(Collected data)
* * * * *

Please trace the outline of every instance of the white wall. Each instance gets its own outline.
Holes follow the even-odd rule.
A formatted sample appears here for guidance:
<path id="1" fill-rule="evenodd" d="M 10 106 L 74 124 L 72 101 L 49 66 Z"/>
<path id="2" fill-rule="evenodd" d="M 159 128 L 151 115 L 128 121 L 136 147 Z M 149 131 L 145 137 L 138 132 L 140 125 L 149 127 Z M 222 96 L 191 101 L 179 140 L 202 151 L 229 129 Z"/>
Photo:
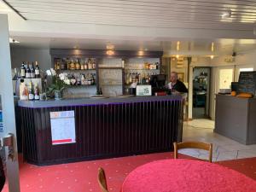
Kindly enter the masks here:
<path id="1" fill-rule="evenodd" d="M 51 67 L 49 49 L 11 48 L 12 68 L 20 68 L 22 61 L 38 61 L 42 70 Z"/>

* * * * *

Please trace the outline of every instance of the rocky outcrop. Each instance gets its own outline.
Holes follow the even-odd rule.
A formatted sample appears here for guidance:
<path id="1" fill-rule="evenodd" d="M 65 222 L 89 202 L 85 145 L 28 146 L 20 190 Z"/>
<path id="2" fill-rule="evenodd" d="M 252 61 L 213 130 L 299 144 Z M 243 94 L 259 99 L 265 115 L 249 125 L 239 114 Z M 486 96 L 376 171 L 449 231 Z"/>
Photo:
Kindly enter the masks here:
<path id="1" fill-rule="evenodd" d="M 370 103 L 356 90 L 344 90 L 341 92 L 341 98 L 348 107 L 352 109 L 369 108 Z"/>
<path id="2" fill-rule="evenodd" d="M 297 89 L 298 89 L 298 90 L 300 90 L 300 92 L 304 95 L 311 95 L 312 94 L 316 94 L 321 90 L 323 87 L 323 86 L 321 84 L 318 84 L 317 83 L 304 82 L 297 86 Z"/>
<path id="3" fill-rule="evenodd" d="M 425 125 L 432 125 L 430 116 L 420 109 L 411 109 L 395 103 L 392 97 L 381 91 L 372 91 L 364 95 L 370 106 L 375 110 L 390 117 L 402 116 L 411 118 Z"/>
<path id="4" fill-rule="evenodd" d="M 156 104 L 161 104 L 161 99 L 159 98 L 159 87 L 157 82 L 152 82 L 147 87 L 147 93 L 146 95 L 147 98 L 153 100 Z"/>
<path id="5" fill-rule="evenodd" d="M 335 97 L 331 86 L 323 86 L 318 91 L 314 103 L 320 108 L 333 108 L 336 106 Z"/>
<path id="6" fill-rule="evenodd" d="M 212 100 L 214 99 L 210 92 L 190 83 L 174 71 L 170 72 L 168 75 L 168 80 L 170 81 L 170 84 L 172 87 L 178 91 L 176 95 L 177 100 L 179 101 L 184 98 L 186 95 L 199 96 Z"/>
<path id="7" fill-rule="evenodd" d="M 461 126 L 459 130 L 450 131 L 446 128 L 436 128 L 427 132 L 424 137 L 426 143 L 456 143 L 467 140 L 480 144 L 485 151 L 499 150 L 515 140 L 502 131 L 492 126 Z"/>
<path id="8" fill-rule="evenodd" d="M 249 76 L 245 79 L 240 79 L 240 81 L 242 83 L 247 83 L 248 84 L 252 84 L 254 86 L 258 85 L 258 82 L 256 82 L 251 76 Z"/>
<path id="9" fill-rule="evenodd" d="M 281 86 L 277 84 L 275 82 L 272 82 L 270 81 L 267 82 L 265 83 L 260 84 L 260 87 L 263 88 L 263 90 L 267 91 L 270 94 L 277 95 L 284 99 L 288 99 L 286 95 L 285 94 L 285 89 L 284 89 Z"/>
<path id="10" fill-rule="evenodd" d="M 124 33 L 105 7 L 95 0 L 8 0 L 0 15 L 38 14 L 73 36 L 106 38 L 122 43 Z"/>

* * * * *

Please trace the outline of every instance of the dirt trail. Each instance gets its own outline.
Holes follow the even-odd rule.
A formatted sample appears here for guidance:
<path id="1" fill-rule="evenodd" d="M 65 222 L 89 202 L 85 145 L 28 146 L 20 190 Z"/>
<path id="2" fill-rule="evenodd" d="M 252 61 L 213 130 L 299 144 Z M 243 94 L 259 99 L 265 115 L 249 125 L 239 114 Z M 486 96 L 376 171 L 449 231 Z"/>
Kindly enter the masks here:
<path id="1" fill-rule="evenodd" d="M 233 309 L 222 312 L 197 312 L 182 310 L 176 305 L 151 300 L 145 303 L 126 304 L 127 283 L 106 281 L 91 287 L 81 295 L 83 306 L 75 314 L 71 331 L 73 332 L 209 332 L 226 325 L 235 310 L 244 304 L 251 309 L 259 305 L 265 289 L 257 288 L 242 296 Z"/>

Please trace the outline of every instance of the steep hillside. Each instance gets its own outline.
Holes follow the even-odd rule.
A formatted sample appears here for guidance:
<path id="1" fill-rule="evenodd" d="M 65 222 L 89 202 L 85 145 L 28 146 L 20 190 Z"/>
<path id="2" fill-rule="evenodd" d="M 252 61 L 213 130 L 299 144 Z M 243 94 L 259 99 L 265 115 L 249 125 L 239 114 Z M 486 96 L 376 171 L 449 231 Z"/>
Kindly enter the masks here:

* * * * *

DIRECTIONS:
Locate every line in the data above that contains the word "Please" and copy each of those lines in full.

THE COMPLETED TASK:
Please trace the outline of every instance of the white wall. Each instance gets its own outline.
Please trace the outline of every instance of the rocky outcrop. Each instance gets its own outline.
Please trace the outline of every instance of the dirt trail. Each instance gets its own outline.
Please trace the outline of every instance of the steep hillside. Each instance gets its own outline.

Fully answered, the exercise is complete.